Outline annotation records:
-----
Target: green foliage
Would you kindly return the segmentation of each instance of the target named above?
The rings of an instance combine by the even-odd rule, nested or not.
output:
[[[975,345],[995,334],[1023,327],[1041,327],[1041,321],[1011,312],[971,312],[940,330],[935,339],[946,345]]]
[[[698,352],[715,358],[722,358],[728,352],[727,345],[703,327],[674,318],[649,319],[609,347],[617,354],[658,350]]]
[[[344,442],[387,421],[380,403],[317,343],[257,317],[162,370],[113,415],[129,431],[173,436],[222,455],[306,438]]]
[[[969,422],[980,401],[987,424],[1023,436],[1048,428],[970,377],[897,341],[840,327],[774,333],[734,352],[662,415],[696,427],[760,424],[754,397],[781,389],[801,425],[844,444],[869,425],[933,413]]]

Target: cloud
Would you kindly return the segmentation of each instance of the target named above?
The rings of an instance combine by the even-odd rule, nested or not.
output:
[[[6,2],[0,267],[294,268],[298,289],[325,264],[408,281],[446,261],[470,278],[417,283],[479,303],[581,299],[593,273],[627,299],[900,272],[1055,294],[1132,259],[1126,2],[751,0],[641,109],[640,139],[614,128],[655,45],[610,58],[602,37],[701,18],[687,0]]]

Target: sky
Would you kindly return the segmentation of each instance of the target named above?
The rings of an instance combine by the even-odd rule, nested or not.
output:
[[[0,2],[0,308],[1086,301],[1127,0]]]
-----
Arrange every line of the data above as a Markdown table with two columns, Row and Line. Number the rows in order and leave out the blank lines.

(Correct output):
| Row | Line |
|---|---|
| 1 | Target: green foliage |
| 2 | Would you kindly return the segmentation of each instance of the target named above? |
| 3 | The rings of an instance combine by the even-odd rule, nested or not. |
| 4 | output: |
| 5 | [[[975,345],[995,334],[1023,327],[1041,327],[1041,321],[1011,312],[971,312],[940,330],[935,339],[946,345]]] |
| 6 | [[[698,352],[715,358],[722,358],[728,352],[727,345],[703,327],[674,318],[649,319],[609,347],[617,354],[658,350]]] |
| 7 | [[[344,442],[387,421],[380,403],[317,343],[257,317],[162,370],[113,415],[129,431],[173,436],[222,455],[306,438]]] |
| 8 | [[[969,422],[980,401],[987,424],[1023,436],[1048,428],[970,377],[897,341],[840,327],[774,333],[734,352],[662,415],[696,427],[760,424],[754,397],[781,389],[801,425],[844,444],[869,425],[933,413]]] |
| 9 | Target: cloud |
| 10 | Would you kindly return the segmentation of each instance of the target named above? |
| 11 | The rings of an instance combine by the even-odd rule, nested or not. |
| 12 | output: |
| 13 | [[[6,2],[0,267],[294,268],[298,289],[325,264],[408,281],[446,261],[470,278],[417,283],[479,303],[581,299],[593,273],[627,299],[900,272],[1055,294],[1132,259],[1126,2],[751,0],[641,109],[640,139],[614,128],[655,45],[610,58],[602,37],[701,18],[687,0]]] |
| 14 | Target: sky |
| 15 | Would you kindly return the segmentation of each instance of the target named above? |
| 16 | The rings of an instance combine by the even-odd rule, nested or not. |
| 17 | output: |
| 18 | [[[0,2],[0,308],[1086,301],[1127,0]]] |